• WORK INSTRUCTIONS: Copy the material from the line with "indicate the teal" to the line with "Target: dog's wrinkled forehead", both included, changing "indicate" to "mark" and leaving everything else as it is.

• DATA LISTING:
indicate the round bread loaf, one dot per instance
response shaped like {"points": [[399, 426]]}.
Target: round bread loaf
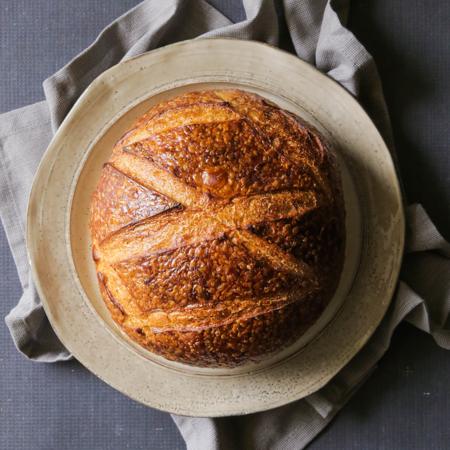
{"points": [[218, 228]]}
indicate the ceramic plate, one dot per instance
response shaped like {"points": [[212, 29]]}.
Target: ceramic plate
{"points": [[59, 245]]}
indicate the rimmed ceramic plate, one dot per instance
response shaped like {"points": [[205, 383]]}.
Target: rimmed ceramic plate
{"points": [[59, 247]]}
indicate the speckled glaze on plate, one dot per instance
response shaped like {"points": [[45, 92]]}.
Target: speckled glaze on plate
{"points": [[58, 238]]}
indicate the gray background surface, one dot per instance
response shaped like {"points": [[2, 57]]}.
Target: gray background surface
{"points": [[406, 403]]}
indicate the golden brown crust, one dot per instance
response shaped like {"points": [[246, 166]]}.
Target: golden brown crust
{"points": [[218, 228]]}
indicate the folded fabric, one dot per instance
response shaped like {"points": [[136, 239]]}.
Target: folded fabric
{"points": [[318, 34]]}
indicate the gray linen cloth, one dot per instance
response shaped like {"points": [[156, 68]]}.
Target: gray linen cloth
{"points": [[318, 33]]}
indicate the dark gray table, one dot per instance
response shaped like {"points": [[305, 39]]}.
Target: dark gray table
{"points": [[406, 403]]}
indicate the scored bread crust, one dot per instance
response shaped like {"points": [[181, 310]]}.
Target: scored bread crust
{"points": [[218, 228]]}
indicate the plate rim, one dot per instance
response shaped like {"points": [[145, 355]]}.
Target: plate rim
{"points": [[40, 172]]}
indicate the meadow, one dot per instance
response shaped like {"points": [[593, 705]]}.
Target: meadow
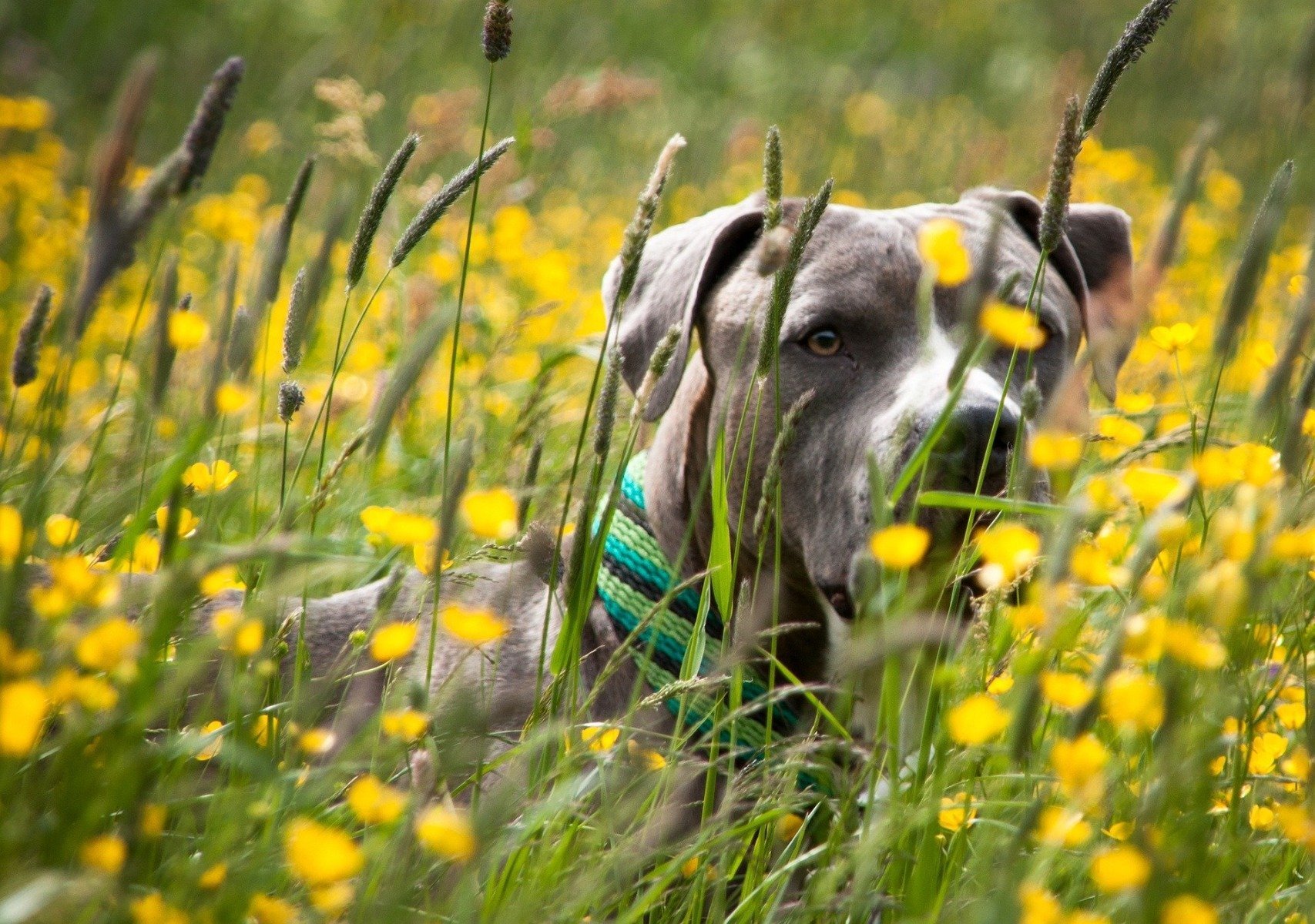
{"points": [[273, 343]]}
---
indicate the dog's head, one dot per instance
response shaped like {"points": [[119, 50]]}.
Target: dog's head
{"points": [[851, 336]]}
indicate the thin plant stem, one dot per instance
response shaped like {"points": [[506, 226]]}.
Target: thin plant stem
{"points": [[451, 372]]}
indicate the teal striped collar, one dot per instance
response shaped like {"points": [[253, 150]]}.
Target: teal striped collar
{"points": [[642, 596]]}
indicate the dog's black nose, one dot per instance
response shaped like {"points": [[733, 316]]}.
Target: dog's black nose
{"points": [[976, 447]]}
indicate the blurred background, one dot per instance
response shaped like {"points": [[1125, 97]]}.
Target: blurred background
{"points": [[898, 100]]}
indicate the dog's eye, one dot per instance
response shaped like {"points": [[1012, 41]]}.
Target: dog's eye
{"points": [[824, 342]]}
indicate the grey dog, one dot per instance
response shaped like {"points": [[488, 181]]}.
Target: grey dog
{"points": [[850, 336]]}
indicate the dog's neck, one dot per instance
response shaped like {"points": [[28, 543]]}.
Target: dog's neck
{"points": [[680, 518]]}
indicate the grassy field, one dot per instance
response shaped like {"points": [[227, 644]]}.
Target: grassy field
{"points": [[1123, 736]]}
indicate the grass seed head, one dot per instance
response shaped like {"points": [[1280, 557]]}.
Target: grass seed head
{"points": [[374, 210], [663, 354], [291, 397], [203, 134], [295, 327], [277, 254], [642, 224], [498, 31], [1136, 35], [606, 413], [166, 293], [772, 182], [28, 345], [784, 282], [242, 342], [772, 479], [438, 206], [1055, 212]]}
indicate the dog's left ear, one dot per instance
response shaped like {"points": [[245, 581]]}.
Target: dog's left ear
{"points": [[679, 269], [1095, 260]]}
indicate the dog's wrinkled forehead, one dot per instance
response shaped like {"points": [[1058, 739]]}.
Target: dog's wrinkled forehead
...
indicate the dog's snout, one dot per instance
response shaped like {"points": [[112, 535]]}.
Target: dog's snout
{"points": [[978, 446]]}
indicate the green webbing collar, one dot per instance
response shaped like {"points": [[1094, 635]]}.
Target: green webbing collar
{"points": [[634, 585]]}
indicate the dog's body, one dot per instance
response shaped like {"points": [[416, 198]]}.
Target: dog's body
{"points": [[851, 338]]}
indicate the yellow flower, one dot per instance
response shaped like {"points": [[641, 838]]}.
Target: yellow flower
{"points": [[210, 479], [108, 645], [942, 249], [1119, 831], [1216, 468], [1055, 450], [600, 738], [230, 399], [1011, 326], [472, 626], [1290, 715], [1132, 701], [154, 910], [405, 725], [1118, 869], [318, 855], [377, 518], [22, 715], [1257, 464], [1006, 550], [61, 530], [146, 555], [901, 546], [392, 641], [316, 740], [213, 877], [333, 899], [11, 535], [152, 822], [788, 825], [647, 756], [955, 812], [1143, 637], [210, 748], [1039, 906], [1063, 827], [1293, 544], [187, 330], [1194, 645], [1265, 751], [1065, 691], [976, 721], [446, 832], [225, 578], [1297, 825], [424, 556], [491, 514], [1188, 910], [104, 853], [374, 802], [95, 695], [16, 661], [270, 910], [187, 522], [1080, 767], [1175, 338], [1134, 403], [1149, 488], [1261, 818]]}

• FULL OUTPUT:
mark the teal striped collar, one dot per instance
response shaped like {"points": [[253, 150]]}.
Target: teal striped collar
{"points": [[642, 596]]}
mark the dog's black nose, one dot per instance
response shaped like {"points": [[733, 316]]}.
Target: dog's black nose
{"points": [[976, 447]]}
mark the blurred background, one dot per instance
response shaped like {"points": [[1125, 97]]}.
Target: blurred background
{"points": [[898, 100]]}
mark the dog's eye, one dot per instance
response shaped like {"points": [[1012, 41]]}.
Target: dog's eye
{"points": [[824, 342]]}
mark the grey dog, one dot per instance
response shaped like {"points": [[488, 181]]}.
Target: grey dog
{"points": [[850, 336]]}
mark the dog's neck, one dot per instance
response shaped like {"points": [[28, 543]]}.
Target: dog's neck
{"points": [[680, 518]]}
mark the grassy field, one dot per instance
response shaped like {"points": [[227, 644]]}.
Target: grassy field
{"points": [[1123, 736]]}
mark the grass seed head, one dot per instance
response shaped like {"points": [[1280, 557]]}.
Target: grass seed head
{"points": [[374, 210], [663, 354], [291, 397], [203, 134], [295, 327], [277, 254], [642, 224], [498, 31], [1136, 35], [606, 413], [166, 293], [772, 182], [28, 345], [784, 282], [242, 342], [772, 479], [438, 206], [1055, 212]]}
mark the dog's left ear, one dot per instance
response shaped like {"points": [[245, 581]]}.
Target: dog's left ear
{"points": [[679, 269], [1095, 260]]}
mark the dog's wrinkled forehead, one dot per instance
response shaped like {"points": [[1058, 739]]}.
Target: dog's wrinkled forehead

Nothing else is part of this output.